不难发现处理出每个点能取到的最大值\(V_i\),单独把\(V_i\)相同的拉出来搞
然后这个问题相当于有若干条限制\([l_i,r_i]\),和若干个点,你可以染色使得每个区间都有染色点
把每个限制放在最后考虑,设\(dp_{i,j}\)表示前\(i\)个点前面第一个被染色的为\(j\)
考虑\(i\)为右端点时的区间左端点最大值为\(h_i\)
则\(h_i\le j\le i\)
直接线段树维护一下即可
Show Code
#include<bits/stdc++.h>
#define ls p<<1
#define rs (p<<1)|1
using namespace std;
const int MAXN=4e5+5;
const int MOD=998244353;
int Pow(int a,int b,int p)
{
int res=1;
int base=a;
while(b)
{
if(b&1)
{
res=((long long)res*base)%p;
}
base=((long long)base*base)%p;
b>>=1;
}
return res;
}
int inv(int a,int p)
{
return Pow(a,p-2,p);
}
int T;
int n,Q,A;
int l[MAXN],r[MAXN],m[MAXN];
int lshv[MAXN];
int lsh[MAXN];
int fa[MAXN];
int find(int x)
{
if(fa[x]==x)
{
return fa[x];
}
fa[x]=find(fa[x]);
return fa[x];
}
void unionn(int i,int j)

练习任务 1:
这段题解说最后用什么数据结构来维护？
练习任务 2:
在记录中找出所有含有字符串“target”的行。
正文和记录出自不同来源，两者并无关联。

所给记录:
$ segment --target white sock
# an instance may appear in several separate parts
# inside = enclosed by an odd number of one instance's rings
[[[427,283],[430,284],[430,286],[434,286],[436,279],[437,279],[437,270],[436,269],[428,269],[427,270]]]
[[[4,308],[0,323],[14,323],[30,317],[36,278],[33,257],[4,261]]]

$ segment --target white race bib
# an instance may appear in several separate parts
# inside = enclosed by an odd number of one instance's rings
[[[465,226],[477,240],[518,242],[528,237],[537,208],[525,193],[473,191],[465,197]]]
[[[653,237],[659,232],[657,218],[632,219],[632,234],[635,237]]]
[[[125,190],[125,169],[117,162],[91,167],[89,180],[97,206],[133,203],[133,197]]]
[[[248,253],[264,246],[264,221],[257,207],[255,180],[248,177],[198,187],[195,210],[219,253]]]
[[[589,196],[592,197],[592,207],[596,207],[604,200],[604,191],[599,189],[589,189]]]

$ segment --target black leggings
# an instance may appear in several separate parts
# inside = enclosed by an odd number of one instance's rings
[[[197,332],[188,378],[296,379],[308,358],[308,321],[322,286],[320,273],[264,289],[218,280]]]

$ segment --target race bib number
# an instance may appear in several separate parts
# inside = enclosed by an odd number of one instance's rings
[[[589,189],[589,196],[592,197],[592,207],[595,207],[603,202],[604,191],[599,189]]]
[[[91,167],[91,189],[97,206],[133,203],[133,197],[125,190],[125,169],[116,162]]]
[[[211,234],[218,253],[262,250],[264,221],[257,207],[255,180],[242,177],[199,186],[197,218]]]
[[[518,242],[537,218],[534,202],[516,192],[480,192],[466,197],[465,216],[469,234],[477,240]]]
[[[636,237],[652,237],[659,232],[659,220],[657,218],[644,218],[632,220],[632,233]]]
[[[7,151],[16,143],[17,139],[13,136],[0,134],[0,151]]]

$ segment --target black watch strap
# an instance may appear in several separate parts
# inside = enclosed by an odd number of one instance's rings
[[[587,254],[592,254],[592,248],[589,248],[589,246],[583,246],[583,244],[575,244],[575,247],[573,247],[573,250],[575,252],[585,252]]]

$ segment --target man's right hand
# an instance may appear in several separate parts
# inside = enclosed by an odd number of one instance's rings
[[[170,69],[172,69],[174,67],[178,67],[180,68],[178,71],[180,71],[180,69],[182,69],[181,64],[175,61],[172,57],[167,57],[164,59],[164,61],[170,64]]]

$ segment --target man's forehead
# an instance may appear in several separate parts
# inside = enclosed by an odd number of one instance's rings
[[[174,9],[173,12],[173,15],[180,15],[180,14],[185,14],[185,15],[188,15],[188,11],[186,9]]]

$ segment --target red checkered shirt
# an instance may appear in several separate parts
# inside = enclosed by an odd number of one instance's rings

书面答案 1:
线段树。

书面答案 2:
$ segment --target white sock
$ segment --target white race bib
$ segment --target black leggings
$ segment --target race bib number
$ segment --target black watch strap
$ segment --target man's right hand
$ segment --target man's forehead
$ segment --target red checkered shirt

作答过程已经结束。